**Your objective**
Line by line, the entries below are to be reproduced unaltered.

**Stored entries**
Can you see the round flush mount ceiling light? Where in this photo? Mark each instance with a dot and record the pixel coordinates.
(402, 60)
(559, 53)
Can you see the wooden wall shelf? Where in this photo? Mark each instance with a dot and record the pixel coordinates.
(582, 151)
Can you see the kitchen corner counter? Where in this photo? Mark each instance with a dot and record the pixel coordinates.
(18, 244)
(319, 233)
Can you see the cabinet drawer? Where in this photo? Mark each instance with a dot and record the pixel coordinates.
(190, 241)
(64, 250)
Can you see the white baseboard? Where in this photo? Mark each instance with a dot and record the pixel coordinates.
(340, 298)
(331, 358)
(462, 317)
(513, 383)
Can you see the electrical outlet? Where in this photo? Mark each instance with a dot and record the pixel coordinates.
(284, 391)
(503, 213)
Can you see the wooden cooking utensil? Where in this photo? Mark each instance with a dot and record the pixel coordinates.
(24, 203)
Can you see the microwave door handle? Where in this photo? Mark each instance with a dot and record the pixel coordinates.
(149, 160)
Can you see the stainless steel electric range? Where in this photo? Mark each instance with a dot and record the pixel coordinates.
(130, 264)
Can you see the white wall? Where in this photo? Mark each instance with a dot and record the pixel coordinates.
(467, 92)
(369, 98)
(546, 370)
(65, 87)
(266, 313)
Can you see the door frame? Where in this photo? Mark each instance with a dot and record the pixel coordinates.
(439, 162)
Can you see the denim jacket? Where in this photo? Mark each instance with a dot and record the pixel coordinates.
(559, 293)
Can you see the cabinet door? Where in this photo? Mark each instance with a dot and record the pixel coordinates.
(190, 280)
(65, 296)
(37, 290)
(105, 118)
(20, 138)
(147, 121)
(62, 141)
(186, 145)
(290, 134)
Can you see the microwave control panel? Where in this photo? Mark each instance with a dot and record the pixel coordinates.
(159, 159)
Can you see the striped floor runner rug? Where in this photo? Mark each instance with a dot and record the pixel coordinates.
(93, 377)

**Written solution**
Can you see the round flush mount ceiling light? Where in this photo? Mark each instance with a dot and record the pixel coordinates.
(402, 60)
(559, 53)
Can you see the wooden wall shelf? Where in this photo? Mark each instance with a dot and record the pixel coordinates.
(582, 151)
Can you see the kitchen corner counter? Where in this photo? Mark each instance with a dot and record the pixel coordinates.
(18, 244)
(319, 233)
Can you see the cabinet drawer? Where in this photo? Mark each instance with a dot and record the pixel coordinates.
(190, 241)
(64, 250)
Can you see the white baseboard? Where in this photo? Mark each instance with a dot and record the pixel coordinates.
(340, 298)
(331, 358)
(462, 317)
(513, 383)
Can you see the electrical outlet? Where in this photo? Mark each instance with a dot and record the pixel coordinates.
(284, 391)
(503, 213)
Can you see the wooden cooking utensil? Where in this photo? Mark each instance with a dot and record the pixel coordinates.
(24, 203)
Can you see the microwave door handle? Where in this photo? Mark each instance with a dot and record the pixel coordinates.
(149, 160)
Can you see the stainless steel electric range? Where in this photo? Mark each instance with a dot and record the pixel coordinates.
(130, 264)
Can you see the white wall? Where in this photo? Mark each instance with a dot and record the pixel coordinates.
(467, 92)
(369, 98)
(546, 370)
(65, 87)
(266, 313)
Can you see the door frame? Where in this photo? Mark each instance with a dot and record the pixel coordinates.
(439, 162)
Can you see the denim jacket? Where in this photo? Mark each instance with a dot and record the pixel coordinates.
(559, 293)
Can you see the cabinet door? Where in this photo? Mark each instance with a dot and record the pixel coordinates.
(190, 280)
(65, 296)
(37, 290)
(105, 118)
(20, 138)
(147, 121)
(62, 141)
(186, 145)
(290, 134)
Can you see the microwave control panel? Where in this photo? Mark each instance with a dot and record the pixel coordinates.
(159, 159)
Can you see the striped floor runner rug? Where in this photo? Mark each instance with a dot and record the pixel coordinates.
(93, 377)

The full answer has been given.